• Kutipan Teks:

Peta area latihan ini tidak bisa dijadikan dasar/bukti bahwa TNI memiliki tanah tersebut karena pemetaan dilakukan secara sepihak oleh TNI dan bukan instansi yang berwenang, yaitu Badan Pertanahan Nasional (BPN)
Desember 2006 (Surat Kades Setrojenar Nomor 340/XII/2006 tertanggal 12 Desember 2006 perihal pernyataan resmi Kades Setrojenar tentang tanah berasengaja.)
Surat ini menyatakan bahwa walaupun sudah ada “kesepakatan tidak tertulis” antara warga Desa Setrojenar dengan TNI-AD, yang menyetujui penggunaan tanah “berasengaja” untuk latihan dan ujicoba senjata;Pemerintah Desa tetap berhak untuk mengelolakawasan tersebut berdasarkan peraturan yang ada.
Latar belakang terbitnya surat ini adalah adanya pungutan terhadap pelaku usaha di kawasan pesisir, antara lain petani, pengelola wisata dan penggalian pasir laut, sementara Pemerintah Desa juga merasa berhak untuk mengambil keuntungan ekonomi dari aktifitas yang ada di tanah berasengaja.
Pengertian tanah berasengaja (jw: sengaja di-beri-kan/tidak ditanami) adalah tanah yang sengaja diberikandan digunakan sebagai ladang penggembalaan ternak kambing, sapi maupun kerbau.
Nov 2007 (Surat Camat Buluspesantren Nomor 621.11/236 tertanggal 10 November 2007 perihal tanah TNI) dari hasil musyawarah permasalahan tanah TNI pada 8 November 2007 di pendopo Kecamatan Buluspesantren yang dihadiri oleh Muspika, Kodim 0709/Kebumen, Sidam IV Purworejo, Dislitbang Buluspesantren, Kepala Desa Ayamputih, Setrojenar, dan Brecong, Ketua Badan Perwakilan Desa (BPD) 3 desa, mantan Kades (2 desa), dan warga masyarakat 3 desa Pada poin 5 surat ini menyatakan bahwa TNI tidak akan mengklaim tanah rakyat kecuali yang 500 m dari bibir pantai. Hal ini bermasalah, karena dalam interval 500 meter dari bibir pantai tersebut terdapat tanah rakyat yang merupakan “tanah pemajekan” sehingga tertera di Buku C Desa dan memiliki Surat Pemberitahuan Pajak Terhutang (SPPT).

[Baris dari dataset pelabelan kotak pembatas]
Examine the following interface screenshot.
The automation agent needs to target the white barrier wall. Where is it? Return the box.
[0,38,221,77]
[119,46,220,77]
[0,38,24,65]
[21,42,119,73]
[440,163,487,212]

• Petunjuk Tugas: Lanjutkan teks tentang sengketa tanah antara warga Desa Setrojenar dan TNI, dimulai setelah kalimat terakhir yang tercantum.

• Hasil Tugas:
Berdasarkan kesaksian Agus Suprapto, mantan anggota Dewan Perwakilan Rakyat Daerah (DPRD) Kabupaten Kebumen yang pernah melihat dokumen peta tanah pada kantor Badan Pertanahan Nasional (BPN) Jateng, tidak ada tanah Hankam di Urutsewu. Hal ini sesuai dengan pernyatan BPN Kebumen pada audiensi dengan DPRD Kabupaten Kebumen, 13 Desember 2007, bahwa sampai sekarang tidak ada tanah TNI di Urutsewu dan TNI belum pernah mengajukan permohonan ke BPN.
Menurut kesaksian Sugeng, Paryono, dan Nur Hidayat (dari Setojenar), musyawarah 8 Desember 2007 pihak Dislitbang AD hanya mensosialisasikan bahwa “menurut Undang-Undang (UU) yang ada, di sepanjang pantai di seluruh Indonesia adalah tanah Negara atau tanah hankam,” tanpa menyebut UU yang mengaturnya. Ini adalah pembodohan dan kebohongan publik. Yang jelas, tidak semua pemilik tanah dalam zona 500 m dari garis pantai dilibatkan dalam musyawarah ini; dan sampai sekarang belum sekalipun tercapai kata sepakat dari para pemilik tanah.
2007 (Pelebaran klaim “Tanah TNI” dari 500 m menjadi 1000 m dari garis pantai.)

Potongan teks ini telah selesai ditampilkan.